:: Prezentowany fragment ::
────────

No i poza tym nie po to gram CSM żeby nie wystawić ani jednego modelu marines !!
Tak jak Von się chwalił..zrobiłem rozpiskę chaos space marines na 2000 pkt w której nie ma ani jednego marines !!
 Obliterators
Może i jeden Wojownik jest w cenie chędożonego czołgu! ale taka trójeczka jeszcze mnie NIGDY nie zawiodła, wystali do końca gry, odbili takie salwy że aż sam się czasem dziwiłem że stoją.
Zabijali wrogie modele, ale przeciwnik miał takie rzuty na save/inv/ fnp że kosmos. tylko kilka FnP na 6 nie zdał !

Lord
Tak jak w przypadku oblitów, nie zawiódł, FnP z daru bardzo pomógł, sam wciągnął predatora i dobił jedne motory. Niestety na początku za bardzo go kitrałem przez co zmarnował kilka tur nie mordując wrogów ! a potem za bardzo na pałę szedłem..ale to już i tak była taka sytuacja że wszystko albo nic.. z naciskiem na nic :P rzuty na demoniczną broń też zawsze 5 albo 6. no robi robotę. można na nim polegać :)

Spawny
Fajne, jak zwykle, za nieduży koszt mamy dobrych kulołapów dla lorda, aczkolwiek kusi mnie żeby sprawdzić config z motorami. czasem ten sjev 3+ by się przydał. Salwa z predatora to było morderstwo.. no a motorki myślę że mogły by spokojnie ustać.

Heldrake
niby taki no brainer a nigdy chyba nie udało mi się nim jakoś za bardzo poszaleć, ani w okresie jak miał 360 stopni kąt ostrzału ani tym bardziej teraz :( No przyznam bez bicia że nie zabardzo chyba umiem nim grać o dziwo. chociaż ! prawie się spłacił. wypalił cały oddział interceptorów ( ostatni się zesrał i uciekł za krawędź ) i nawet długo stał ! invy zdając jak pojebany a walił w niego stormtalon i stormraven ze wszystkiego !no ale jak się z linkowanej laski nie trafia a z melty nie przbeija to ja nie mam pytań. Gracz GK miał tak smutne rzuty że aż naprawdę myślałem że to jakieś fatum !

────────

:: Przekazane dane ::
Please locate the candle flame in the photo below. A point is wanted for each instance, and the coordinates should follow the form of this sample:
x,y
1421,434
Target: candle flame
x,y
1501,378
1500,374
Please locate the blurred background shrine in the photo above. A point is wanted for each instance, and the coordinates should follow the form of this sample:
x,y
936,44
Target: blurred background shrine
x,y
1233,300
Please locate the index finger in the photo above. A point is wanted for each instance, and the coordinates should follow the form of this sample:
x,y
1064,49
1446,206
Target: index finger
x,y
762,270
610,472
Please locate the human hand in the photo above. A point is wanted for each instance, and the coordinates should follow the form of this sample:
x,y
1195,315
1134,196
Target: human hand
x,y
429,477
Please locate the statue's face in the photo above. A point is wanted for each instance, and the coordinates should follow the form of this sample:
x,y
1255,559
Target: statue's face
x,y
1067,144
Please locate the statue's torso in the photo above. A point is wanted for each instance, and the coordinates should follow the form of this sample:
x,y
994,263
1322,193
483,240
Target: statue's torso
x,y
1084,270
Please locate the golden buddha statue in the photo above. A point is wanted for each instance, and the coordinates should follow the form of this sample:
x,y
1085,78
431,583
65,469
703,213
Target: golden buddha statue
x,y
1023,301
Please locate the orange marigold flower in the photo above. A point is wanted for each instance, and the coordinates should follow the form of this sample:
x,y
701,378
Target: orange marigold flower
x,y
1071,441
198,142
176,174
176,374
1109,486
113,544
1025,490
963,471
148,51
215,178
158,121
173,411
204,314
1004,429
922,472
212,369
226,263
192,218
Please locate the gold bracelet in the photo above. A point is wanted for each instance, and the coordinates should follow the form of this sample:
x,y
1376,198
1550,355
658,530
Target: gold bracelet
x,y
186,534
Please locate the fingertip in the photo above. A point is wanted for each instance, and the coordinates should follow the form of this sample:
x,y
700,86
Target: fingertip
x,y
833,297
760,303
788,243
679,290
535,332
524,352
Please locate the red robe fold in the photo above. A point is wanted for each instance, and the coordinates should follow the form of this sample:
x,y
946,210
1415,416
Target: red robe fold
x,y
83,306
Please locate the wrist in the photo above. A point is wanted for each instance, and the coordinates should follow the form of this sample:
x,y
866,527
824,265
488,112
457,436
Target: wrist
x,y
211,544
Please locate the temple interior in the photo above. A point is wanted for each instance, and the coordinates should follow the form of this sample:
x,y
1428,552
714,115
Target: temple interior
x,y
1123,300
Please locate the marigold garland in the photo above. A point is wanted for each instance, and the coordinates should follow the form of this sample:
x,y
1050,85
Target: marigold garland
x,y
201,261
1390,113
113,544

────────

:: Zadanie do wykonania ::
Proszę przepisać słowo w słowo fragment tekstu o rozpisce Chaos Space Marines od „Tak jak Von” aż po „nim polegać :)”. Wykaz jest materiałem odrębnym od tekstu o rozpisce Chaos Space Marines.

:: Rozwiązanie zadania ::
Tak jak Von się chwalił..zrobiłem rozpiskę chaos space marines na 2000 pkt w której nie ma ani jednego marines !!
 Obliterators
Może i jeden Wojownik jest w cenie chędożonego czołgu! ale taka trójeczka jeszcze mnie NIGDY nie zawiodła, wystali do końca gry, odbili takie salwy że aż sam się czasem dziwiłem że stoją.
Zabijali wrogie modele, ale przeciwnik miał takie rzuty na save/inv/ fnp że kosmos. tylko kilka FnP na 6 nie zdał !

Lord
Tak jak w przypadku oblitów, nie zawiódł, FnP z daru bardzo pomógł, sam wciągnął predatora i dobił jedne motory. Niestety na początku za bardzo go kitrałem przez co zmarnował kilka tur nie mordując wrogów ! a potem za bardzo na pałę szedłem..ale to już i tak była taka sytuacja że wszystko albo nic.. z naciskiem na nic :P rzuty na demoniczną broń też zawsze 5 albo 6. no robi robotę. można na nim polegać :)